TEXT SECTION.
As an AP/Router I think this devices intended use is to extend an existing wired network to wireless.  This has numerous use cases in your home or small business, but the more real world scenario is the hotel.  Often times hotels have wired connections aplenty.  Both in your room, and in conference rooms.  They typically charge per mac address when connecting to these networks.  With this device you can plug it in, in your room and surf from your phone, your tablet, and your PC; all from the comfort of your bed.  The size/portability of the device really, really lends itself to that.  In that scenario, the box works PERFECTLY and you can plug, play, and surf in 60 seconds.  That’s really just the tip of the iceberg in terms of handiness.

While above I mention 3 modes, this is what is in the supplied documentation.  Upon experimenting with the devices management console I also discovered is has a client and a bridge mode as well.  The bridge option is more or less covered in it’s routing/repeating modes.  But Client mode is pretty awesome.  Consider this use case – you have a legacy device of some sort that does not utilize wifi.  I actually have an older “smart” radio that was built prior to wifi being included with everything.  You can configure this little puppy to join a wireless network, configure a static IP, and move this little box anywhere you need to bring a device up once in a while for a firmware upgrade, etc.

For the price of this gadget, that feature alone makes it a buy; as you can buy cheap wifi sticks for the same price; however then you are messing with drivers.  I was shocked they don’t advertise this feature more on the box.

INFORMATION PROVIDED.
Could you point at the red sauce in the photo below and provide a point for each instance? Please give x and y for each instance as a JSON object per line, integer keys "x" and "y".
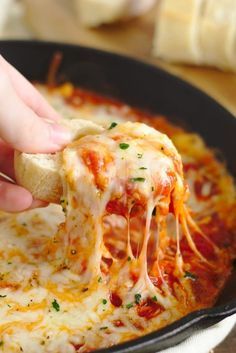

PROBLEM STATEMENT. Reproduce, word for word, the stretch of the router review from "As an AP/Router" through "terms of handiness.".

SOLUTION.
As an AP/Router I think this devices intended use is to extend an existing wired network to wireless.  This has numerous use cases in your home or small business, but the more real world scenario is the hotel.  Often times hotels have wired connections aplenty.  Both in your room, and in conference rooms.  They typically charge per mac address when connecting to these networks.  With this device you can plug it in, in your room and surf from your phone, your tablet, and your PC; all from the comfort of your bed.  The size/portability of the device really, really lends itself to that.  In that scenario, the box works PERFECTLY and you can plug, play, and surf in 60 seconds.  That’s really just the tip of the iceberg in terms of handiness.